What you are asked to do: Write out, from the entries below, exactly the lines that run between the lines holding "Task: mark one dot on every instance of the parking" and "Task: mark one dot on every instance of the shadow", inclusive, and stop there.

*** Records provided ***

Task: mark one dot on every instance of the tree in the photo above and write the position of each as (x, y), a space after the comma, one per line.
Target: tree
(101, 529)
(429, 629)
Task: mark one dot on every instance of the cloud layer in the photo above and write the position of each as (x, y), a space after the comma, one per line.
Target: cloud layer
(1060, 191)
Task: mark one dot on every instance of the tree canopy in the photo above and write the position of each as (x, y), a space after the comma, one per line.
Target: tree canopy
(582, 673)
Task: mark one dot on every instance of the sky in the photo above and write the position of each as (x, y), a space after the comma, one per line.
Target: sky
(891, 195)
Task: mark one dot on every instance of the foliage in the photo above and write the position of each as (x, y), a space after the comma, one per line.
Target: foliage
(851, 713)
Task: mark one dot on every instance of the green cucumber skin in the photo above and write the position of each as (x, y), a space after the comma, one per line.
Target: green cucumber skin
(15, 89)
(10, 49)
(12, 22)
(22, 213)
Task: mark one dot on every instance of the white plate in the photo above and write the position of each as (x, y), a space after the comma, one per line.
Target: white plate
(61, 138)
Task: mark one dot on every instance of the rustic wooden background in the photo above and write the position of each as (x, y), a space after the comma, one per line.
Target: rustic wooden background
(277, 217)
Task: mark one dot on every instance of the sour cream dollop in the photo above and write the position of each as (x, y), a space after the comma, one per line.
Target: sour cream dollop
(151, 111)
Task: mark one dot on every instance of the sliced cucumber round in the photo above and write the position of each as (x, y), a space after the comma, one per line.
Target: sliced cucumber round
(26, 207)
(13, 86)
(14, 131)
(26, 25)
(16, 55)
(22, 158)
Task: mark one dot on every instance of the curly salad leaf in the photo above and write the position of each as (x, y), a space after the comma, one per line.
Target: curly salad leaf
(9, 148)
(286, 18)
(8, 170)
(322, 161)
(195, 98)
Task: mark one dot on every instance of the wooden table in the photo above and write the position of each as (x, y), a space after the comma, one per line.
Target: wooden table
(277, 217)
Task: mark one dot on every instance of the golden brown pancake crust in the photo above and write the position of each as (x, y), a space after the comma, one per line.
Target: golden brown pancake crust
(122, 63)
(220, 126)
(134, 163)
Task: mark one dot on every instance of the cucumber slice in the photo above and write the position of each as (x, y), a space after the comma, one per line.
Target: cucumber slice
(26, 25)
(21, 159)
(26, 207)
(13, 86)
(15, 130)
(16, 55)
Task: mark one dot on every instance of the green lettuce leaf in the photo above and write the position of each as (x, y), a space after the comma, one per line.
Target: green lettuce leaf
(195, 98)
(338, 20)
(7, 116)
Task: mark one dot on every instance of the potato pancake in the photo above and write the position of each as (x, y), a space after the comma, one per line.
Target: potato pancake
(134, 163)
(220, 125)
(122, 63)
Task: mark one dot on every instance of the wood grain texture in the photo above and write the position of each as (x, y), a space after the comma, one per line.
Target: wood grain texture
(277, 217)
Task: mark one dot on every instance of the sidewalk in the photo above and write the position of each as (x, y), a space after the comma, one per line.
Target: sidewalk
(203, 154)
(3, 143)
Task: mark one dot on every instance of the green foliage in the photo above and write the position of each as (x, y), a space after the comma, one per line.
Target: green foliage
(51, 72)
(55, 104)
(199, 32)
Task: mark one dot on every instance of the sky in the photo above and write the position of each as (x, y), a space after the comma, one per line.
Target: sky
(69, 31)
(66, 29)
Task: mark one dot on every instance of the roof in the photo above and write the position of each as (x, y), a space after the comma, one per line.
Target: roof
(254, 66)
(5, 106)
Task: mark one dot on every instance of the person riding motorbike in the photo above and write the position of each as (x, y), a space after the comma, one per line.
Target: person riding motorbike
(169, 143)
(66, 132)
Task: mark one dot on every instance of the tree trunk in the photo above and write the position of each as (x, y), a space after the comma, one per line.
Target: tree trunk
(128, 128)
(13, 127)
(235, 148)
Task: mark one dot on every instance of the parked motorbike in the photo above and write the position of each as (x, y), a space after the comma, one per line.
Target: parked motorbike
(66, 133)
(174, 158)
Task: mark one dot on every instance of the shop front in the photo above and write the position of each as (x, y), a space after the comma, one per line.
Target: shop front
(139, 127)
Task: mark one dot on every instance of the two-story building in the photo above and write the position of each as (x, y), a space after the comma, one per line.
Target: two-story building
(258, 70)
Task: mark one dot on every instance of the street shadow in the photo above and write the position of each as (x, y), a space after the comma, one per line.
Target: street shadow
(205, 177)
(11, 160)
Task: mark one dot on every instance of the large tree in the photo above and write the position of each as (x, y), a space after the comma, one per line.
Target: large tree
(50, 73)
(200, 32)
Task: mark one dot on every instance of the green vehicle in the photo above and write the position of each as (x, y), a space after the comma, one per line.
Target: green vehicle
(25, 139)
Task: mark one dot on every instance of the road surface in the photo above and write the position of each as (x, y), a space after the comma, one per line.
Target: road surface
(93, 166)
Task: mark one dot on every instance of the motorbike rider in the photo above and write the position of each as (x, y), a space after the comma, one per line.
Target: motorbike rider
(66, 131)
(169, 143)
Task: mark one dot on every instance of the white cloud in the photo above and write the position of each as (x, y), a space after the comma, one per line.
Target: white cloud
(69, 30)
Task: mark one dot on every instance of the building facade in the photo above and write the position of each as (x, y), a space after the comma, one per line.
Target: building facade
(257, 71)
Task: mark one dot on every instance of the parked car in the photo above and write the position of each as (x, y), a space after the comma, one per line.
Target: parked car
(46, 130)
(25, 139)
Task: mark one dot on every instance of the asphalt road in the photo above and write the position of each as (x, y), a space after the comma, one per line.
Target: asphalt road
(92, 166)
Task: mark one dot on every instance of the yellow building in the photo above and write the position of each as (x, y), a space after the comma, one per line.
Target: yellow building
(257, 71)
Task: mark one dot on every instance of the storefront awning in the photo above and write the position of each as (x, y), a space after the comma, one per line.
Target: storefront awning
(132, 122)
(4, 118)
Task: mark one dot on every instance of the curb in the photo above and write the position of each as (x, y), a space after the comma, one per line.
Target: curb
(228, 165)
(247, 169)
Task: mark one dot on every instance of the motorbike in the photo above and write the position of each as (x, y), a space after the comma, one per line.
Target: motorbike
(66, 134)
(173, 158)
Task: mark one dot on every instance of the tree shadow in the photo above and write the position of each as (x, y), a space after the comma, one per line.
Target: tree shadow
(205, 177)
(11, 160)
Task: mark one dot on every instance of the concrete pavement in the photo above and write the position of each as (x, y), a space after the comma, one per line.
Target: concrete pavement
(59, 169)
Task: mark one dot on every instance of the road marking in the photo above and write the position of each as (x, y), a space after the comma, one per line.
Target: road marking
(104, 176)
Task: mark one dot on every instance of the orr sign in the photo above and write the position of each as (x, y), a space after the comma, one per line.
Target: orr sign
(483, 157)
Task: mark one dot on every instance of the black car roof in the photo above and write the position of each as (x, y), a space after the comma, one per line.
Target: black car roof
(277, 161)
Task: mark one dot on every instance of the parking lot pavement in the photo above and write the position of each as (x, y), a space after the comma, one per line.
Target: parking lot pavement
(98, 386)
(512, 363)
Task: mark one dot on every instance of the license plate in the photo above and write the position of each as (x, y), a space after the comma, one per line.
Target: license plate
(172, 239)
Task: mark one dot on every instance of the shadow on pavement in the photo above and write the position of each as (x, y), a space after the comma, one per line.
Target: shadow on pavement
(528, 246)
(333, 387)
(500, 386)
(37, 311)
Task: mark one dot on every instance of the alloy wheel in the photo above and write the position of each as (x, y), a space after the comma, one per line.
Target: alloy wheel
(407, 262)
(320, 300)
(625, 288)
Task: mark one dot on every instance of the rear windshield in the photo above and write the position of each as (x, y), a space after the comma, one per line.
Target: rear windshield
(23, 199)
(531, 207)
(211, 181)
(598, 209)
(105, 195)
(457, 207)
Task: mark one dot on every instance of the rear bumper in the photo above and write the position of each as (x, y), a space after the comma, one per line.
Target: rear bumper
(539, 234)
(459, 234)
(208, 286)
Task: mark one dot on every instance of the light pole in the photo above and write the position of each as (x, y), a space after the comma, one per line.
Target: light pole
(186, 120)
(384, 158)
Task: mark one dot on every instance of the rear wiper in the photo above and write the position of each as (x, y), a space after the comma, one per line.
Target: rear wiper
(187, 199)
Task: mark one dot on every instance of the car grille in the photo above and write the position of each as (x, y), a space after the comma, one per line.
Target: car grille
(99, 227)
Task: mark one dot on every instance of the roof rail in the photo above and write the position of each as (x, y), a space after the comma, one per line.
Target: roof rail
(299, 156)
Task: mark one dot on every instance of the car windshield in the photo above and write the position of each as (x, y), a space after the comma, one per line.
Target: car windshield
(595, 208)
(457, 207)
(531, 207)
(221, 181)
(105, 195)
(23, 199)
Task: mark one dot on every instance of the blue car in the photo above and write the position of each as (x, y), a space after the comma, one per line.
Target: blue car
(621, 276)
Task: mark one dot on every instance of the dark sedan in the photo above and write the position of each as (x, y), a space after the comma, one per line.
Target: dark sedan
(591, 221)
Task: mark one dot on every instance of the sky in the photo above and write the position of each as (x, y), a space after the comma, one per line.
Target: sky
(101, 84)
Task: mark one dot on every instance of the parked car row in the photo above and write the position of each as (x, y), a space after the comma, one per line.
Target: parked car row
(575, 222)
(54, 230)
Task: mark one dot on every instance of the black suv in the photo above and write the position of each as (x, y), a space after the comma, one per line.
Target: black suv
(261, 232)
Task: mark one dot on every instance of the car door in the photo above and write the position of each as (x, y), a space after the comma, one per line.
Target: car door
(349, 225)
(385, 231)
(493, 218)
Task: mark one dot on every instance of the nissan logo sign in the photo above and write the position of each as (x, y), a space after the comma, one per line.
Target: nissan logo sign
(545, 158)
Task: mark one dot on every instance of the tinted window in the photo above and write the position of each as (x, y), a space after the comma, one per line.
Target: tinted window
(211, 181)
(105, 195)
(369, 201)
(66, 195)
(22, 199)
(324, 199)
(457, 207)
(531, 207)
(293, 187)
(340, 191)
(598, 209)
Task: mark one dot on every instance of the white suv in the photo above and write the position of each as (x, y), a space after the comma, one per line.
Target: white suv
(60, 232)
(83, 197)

*** End of Records provided ***

Solved exercise:
Task: mark one dot on every instance of the parking lot pavement in the photo above and write the position of each as (x, y), a space after the comma, one per line.
Target: parking lot pavement
(98, 386)
(512, 363)
Task: mark one dot on every instance of the license plate in the photo above and write the position of each as (x, y), a space after the comma, one per line.
Target: license plate
(172, 239)
Task: mark one dot on every instance of the shadow on pavement in the photo above and write the position of each as (x, y), a space after the comma, one per line.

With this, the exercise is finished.